Exercise instructions.
(1) Using the Lake Tashmoo boat-names text below, decide whether each statement agrees with it: (a) Lake Tashmoo is joined to Vineyard Sound by a deep, narrow channel; (b) the writer patrols the pond five days a week; (c) ancient Greeks and Romans named their vessels after male gods. Answer yes or no for each and quote the deciding words of the text.
(2) Reproduce word for word the passage of the Lake Tashmoo boat-names text below, starting with "Tashmoo offers sheltered" and going on through "for the day.".

Text provided.
--- START ---
Four days a week I patrol Lake Tashmoo in a small skiff for the Tisbury shellfish department. Tashmoo is a lake in name only. A 270-acre coastal pond on the north shore of Martha’s Vineyard, it’s connected to Vineyard Sound by a deep, narrow channel. 

 

Tashmoo offers sheltered moorings for a mix of sail and power boats. It’s also a popular daytime destination. When the weekend weather cooperates, a parade of Cape Cod boaters cross Vineyard Sound to anchor up for the day. 

 

Thousands of years ago, the most crucial question a boat owner faced — other than “does it float?” — was what to name the boat. Ancient Greeks and Romans, who were only slightly less superstitious than Red Sox players, sought protection from the elements by naming their vessels after female gods. They supposed the male gods were busy fighting and couldn’t care less.

 

Tashmoo boaters are less reliant on the gods for protection. They have insurance, TowBoatUS, and the Coast Guard. Still, as I make my rounds it is clear that naming a boat gets considerable thought. And the maritime tradition of referring to boats in the female gender remains strong.

I have tried to discern a pattern. Sailboat owners tend to favor names that relate to the wind or lack thereof: Wind Spirit, Wing, and Patience, to name a few.

 

The owners of boats with enough horsepower strapped to the stern to enter orbit go for more energetic words: Steam Roller and Very Busy for example.

 

John Custer, Tisbury School principal, named his boat Summer School. Children, literature, film, and music inspire some.  

 

Commercial fisherman Ray Gale named his boat Mariah. Ray operates a mooring business in Tashmoo, removing, placing, or inspecting the concrete blocks and chain used to keep boats where they belong.
--- END ---
Dataset excerpt.
--- START ---
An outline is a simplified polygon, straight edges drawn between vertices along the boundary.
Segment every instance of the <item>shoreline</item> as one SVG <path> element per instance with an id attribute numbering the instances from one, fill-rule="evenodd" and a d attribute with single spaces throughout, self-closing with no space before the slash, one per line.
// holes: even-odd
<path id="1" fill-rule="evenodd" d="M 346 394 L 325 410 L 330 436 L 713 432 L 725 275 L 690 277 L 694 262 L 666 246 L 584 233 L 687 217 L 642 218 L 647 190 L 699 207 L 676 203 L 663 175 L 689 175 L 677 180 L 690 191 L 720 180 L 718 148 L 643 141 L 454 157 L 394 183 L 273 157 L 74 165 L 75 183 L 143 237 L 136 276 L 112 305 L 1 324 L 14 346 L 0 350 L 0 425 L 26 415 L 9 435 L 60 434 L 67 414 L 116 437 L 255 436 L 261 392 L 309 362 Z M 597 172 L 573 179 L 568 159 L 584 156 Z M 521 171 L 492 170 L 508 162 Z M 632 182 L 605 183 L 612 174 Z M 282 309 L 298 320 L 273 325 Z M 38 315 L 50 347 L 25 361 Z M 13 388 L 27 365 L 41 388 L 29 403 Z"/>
--- END ---
Completed exercise.
(1)
(a) Yes: "it’s connected to Vineyard Sound by a deep, narrow channel"
(b) No: "Four days a week I patrol Lake Tashmoo"
(c) No: "naming their vessels after female gods"

(2)
Tashmoo offers sheltered moorings for a mix of sail and power boats. It’s also a popular daytime destination. When the weekend weather cooperates, a parade of Cape Cod boaters cross Vineyard Sound to anchor up for the day.